Written request: Only the lines from the one containing "ridge in the photo above." through the end of the data below should be copied, each exactly as written and with both ends kept.
[BEGIN Data provided]
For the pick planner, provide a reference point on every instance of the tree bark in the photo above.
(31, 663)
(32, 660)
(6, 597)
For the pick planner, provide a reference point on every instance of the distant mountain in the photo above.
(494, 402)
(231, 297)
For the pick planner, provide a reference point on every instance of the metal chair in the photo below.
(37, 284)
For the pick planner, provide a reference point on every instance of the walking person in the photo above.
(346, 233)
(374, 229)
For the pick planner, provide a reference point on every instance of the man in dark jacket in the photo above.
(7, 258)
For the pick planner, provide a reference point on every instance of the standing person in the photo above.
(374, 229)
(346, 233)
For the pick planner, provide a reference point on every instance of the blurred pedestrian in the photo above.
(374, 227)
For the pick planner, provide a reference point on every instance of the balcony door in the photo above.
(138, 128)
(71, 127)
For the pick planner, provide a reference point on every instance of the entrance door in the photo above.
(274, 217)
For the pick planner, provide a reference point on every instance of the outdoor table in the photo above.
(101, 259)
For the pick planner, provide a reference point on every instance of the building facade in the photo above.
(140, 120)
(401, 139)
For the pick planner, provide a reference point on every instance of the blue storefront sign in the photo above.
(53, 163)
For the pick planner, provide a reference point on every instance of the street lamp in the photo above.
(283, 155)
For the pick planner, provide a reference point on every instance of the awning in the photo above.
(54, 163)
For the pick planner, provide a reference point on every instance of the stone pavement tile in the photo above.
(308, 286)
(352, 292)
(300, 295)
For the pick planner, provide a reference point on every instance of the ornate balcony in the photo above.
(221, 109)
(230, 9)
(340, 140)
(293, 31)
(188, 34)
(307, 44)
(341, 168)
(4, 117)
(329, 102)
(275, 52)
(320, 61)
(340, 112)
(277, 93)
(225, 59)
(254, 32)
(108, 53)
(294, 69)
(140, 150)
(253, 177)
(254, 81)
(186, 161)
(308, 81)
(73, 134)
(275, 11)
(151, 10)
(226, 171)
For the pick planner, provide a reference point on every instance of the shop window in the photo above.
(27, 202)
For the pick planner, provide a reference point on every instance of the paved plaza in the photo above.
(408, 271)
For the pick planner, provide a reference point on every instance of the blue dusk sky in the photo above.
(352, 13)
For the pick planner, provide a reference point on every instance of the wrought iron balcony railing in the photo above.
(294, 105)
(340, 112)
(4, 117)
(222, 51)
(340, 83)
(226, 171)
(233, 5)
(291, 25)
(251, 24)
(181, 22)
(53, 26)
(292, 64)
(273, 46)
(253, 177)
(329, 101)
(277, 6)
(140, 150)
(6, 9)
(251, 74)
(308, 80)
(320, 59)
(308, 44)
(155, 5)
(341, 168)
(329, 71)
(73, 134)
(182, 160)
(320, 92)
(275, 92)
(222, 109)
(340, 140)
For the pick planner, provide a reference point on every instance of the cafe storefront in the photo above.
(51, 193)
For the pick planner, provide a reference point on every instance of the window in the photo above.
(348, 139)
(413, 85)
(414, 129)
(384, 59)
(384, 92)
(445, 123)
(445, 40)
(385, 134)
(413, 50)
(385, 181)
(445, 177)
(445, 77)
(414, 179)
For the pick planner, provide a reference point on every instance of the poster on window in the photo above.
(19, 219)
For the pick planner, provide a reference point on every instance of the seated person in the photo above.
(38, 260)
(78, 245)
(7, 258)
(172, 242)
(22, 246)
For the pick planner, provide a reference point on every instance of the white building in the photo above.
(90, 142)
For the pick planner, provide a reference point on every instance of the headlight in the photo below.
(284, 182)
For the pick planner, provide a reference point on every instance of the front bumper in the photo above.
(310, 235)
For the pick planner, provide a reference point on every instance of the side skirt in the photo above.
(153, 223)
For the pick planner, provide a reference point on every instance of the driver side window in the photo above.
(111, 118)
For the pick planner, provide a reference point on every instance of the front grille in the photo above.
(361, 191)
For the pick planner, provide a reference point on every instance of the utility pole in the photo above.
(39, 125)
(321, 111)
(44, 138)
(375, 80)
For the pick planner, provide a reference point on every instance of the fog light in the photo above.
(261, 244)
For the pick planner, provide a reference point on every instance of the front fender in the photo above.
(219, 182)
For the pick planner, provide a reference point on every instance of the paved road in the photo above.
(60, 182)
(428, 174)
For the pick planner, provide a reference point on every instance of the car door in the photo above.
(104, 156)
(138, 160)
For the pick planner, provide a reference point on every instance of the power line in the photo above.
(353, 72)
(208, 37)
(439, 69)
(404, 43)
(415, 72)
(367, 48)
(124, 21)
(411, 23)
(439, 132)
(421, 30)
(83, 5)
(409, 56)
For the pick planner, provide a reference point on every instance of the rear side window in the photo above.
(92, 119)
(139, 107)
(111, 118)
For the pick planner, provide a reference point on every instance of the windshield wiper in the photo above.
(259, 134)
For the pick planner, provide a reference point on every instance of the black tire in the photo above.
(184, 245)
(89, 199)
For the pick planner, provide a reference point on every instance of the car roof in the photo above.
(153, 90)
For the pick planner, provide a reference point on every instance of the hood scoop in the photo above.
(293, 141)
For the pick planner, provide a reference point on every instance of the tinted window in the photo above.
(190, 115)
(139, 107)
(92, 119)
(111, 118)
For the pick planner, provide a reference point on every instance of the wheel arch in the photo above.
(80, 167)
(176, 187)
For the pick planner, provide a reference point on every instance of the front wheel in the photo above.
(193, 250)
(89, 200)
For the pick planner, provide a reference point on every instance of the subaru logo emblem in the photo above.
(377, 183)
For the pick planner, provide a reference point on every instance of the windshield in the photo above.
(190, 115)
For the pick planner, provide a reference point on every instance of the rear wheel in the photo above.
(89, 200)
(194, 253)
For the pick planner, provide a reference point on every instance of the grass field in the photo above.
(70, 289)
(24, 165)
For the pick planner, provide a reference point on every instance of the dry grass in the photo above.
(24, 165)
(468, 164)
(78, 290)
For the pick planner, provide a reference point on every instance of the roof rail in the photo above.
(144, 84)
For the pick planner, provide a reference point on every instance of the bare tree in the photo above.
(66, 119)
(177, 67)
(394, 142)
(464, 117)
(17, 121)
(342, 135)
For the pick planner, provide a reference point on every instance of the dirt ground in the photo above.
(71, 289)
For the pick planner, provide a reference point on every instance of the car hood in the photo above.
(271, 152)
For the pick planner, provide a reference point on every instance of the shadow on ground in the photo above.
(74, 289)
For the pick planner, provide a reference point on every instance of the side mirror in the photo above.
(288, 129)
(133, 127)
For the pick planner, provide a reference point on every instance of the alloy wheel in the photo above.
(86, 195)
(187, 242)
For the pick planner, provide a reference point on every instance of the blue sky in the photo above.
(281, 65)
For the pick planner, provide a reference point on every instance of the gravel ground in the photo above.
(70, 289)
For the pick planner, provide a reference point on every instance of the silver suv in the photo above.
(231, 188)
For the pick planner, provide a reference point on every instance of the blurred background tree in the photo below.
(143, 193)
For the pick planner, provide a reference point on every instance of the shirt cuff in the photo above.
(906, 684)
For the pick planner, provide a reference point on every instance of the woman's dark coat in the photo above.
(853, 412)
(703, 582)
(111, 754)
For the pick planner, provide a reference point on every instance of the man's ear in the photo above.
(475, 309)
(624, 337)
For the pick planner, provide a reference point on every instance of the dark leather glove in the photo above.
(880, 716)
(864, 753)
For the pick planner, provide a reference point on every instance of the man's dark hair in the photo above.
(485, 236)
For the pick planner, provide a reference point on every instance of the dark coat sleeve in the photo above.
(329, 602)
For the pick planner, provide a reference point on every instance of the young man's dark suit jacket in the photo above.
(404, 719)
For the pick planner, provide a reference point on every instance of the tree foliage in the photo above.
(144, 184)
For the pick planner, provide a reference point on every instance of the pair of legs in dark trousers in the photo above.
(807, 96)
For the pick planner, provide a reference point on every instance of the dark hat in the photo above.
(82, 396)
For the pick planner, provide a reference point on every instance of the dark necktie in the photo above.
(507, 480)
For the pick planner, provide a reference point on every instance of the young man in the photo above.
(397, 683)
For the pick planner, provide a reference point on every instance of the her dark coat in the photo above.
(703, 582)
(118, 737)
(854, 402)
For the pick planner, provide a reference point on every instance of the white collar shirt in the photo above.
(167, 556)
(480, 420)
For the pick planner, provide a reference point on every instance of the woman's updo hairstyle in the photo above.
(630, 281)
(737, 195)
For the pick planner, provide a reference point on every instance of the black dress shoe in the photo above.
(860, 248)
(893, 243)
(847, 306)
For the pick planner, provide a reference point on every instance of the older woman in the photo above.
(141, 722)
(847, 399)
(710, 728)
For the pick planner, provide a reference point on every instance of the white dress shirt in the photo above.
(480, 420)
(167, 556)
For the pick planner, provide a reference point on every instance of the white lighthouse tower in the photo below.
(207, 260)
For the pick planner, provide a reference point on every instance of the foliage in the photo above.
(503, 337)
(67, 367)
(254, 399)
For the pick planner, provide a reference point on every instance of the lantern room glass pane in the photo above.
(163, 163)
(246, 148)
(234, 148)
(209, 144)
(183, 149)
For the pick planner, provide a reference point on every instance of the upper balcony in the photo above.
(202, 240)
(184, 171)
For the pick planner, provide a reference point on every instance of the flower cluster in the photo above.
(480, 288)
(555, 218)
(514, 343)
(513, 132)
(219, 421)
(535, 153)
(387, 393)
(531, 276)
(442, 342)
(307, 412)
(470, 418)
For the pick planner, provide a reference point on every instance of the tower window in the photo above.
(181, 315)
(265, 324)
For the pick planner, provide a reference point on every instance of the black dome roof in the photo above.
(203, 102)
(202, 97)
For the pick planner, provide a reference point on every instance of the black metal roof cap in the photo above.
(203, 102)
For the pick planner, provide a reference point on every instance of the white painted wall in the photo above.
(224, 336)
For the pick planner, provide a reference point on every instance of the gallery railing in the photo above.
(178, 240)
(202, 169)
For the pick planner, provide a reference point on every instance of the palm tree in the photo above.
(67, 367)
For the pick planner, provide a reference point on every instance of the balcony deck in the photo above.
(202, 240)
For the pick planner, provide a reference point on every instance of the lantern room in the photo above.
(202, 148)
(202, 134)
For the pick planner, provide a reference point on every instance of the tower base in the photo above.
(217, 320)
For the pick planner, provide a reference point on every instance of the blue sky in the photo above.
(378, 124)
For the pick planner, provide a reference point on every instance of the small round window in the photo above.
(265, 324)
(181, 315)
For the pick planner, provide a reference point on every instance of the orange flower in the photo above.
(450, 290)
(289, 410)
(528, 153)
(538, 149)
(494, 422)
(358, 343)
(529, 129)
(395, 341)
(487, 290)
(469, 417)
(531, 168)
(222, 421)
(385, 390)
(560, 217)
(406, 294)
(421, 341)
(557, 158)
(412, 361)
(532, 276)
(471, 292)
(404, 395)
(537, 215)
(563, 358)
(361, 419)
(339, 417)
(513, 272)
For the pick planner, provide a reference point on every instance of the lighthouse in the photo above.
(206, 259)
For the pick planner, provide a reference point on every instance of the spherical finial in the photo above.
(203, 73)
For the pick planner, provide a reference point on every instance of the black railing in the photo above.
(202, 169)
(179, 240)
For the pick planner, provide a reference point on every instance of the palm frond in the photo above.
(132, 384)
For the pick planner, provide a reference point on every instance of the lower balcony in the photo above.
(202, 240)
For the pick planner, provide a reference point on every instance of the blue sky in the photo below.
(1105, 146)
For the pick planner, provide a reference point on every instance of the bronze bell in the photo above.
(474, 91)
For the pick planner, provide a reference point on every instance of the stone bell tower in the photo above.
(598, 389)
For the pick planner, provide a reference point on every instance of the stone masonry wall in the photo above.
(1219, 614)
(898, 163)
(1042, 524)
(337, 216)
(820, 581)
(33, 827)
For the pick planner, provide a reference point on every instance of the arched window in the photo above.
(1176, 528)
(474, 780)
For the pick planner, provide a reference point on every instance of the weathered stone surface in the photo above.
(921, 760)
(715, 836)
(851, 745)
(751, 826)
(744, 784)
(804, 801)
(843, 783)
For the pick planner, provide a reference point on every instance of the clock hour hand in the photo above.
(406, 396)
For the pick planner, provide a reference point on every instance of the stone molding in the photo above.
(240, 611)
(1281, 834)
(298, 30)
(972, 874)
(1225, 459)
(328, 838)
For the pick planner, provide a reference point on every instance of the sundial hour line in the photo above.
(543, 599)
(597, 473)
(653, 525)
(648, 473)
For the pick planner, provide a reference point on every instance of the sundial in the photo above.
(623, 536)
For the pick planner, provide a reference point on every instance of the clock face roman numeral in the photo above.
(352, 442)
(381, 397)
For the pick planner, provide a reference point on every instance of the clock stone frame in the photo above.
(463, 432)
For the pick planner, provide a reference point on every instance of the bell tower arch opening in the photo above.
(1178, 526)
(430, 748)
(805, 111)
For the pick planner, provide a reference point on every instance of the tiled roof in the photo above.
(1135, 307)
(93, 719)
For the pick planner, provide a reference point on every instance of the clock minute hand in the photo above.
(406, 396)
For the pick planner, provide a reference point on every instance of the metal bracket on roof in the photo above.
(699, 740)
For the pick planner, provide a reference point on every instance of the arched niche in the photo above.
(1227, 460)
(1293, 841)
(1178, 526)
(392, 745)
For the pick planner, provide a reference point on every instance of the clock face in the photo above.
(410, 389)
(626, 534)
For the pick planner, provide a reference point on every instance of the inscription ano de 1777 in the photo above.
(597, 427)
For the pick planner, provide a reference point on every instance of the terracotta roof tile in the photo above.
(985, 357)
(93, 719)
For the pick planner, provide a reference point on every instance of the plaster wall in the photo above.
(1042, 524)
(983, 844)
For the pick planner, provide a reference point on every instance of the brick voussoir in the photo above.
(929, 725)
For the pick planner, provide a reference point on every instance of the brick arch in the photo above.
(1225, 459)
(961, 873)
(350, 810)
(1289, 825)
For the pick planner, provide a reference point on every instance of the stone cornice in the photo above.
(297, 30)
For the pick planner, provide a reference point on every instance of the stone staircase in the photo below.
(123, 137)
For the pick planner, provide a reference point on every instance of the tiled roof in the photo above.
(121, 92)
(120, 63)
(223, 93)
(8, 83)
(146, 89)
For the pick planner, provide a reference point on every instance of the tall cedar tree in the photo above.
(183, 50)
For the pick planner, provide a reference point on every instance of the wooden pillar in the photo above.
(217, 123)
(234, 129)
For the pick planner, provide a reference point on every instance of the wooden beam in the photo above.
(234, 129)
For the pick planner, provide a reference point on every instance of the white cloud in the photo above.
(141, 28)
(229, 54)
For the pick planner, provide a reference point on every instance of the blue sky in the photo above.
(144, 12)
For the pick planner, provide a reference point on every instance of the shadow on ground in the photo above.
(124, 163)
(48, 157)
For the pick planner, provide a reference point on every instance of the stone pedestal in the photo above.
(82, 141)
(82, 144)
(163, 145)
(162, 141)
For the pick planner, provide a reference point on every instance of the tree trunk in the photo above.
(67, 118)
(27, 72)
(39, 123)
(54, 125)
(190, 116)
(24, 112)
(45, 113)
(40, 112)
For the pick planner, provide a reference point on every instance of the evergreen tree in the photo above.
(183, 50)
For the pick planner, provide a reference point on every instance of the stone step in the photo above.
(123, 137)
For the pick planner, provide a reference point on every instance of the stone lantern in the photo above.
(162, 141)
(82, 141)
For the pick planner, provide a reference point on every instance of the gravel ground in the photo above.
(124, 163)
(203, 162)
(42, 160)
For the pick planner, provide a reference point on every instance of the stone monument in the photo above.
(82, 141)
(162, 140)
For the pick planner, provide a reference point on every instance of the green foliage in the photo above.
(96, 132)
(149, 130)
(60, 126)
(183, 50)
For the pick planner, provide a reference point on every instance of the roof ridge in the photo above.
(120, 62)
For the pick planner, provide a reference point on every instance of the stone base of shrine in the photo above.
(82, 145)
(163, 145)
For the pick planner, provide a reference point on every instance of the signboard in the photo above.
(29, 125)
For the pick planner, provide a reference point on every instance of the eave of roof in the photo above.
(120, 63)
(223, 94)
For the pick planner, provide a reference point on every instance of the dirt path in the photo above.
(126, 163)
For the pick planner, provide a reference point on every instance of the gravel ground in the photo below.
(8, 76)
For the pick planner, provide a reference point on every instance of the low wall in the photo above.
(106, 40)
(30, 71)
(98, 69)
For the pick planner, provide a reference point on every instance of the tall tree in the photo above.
[END Data provided]
Exercise solution:
For the pick planner, provide a reference point on every instance of the roof ridge in the photo above.
(120, 62)
For the pick planner, provide a reference point on every instance of the stone base of shrine in the photo above.
(82, 145)
(163, 145)
For the pick planner, provide a reference point on every instance of the signboard in the photo above.
(29, 125)
For the pick planner, provide a reference point on every instance of the eave of roof in the photo above.
(120, 63)
(223, 94)
For the pick planner, provide a reference point on every instance of the dirt path in the photo above.
(126, 163)
For the pick planner, provide a reference point on every instance of the gravel ground in the photo below.
(8, 76)
For the pick planner, provide a reference point on every instance of the low wall in the photo above.
(106, 40)
(30, 71)
(98, 69)
For the pick planner, provide a reference point on every instance of the tall tree in the photo above.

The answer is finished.